▸ **INSTRUCTION**
Show each line of the data below that contains the word "eyeglasses", copying every such line in full.

▸ **EXTRACTED RECORDS**

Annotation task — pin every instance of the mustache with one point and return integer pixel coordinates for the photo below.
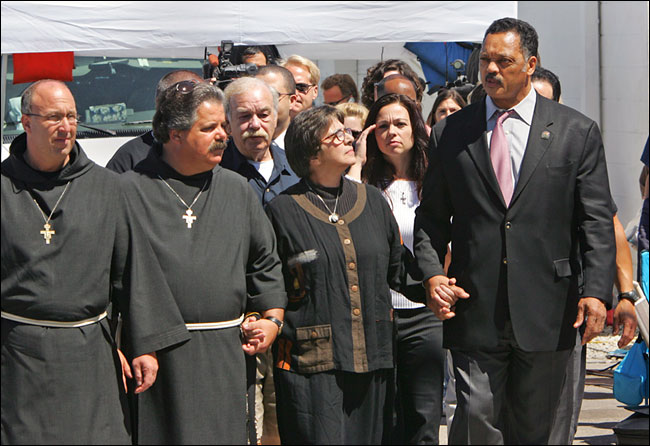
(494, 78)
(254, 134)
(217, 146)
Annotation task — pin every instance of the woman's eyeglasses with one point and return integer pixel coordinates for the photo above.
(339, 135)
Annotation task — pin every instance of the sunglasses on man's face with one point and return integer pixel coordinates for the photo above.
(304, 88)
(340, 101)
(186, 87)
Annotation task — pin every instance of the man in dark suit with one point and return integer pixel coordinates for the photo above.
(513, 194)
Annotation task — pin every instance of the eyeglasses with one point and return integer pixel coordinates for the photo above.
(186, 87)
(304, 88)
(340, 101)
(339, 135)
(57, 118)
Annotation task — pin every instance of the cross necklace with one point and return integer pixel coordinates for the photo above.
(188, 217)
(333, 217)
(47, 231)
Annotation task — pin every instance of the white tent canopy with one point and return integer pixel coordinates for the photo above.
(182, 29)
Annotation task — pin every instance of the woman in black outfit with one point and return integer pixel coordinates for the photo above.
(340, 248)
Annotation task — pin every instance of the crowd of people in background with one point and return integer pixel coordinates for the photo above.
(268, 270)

==

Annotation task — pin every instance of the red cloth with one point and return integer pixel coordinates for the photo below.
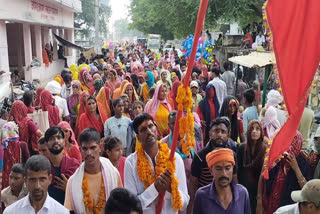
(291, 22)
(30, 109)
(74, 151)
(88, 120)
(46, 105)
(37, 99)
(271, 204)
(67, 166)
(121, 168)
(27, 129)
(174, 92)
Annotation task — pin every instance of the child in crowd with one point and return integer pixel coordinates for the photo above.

▸ **TASK RESULT**
Annotation task — pin every instance of the woman's eyeglasses with one point and return integer pixel coordinates for the photo above.
Annotation task — pin every instance of the eyeglasses with one point and return integer pixel coordinates for the photo above.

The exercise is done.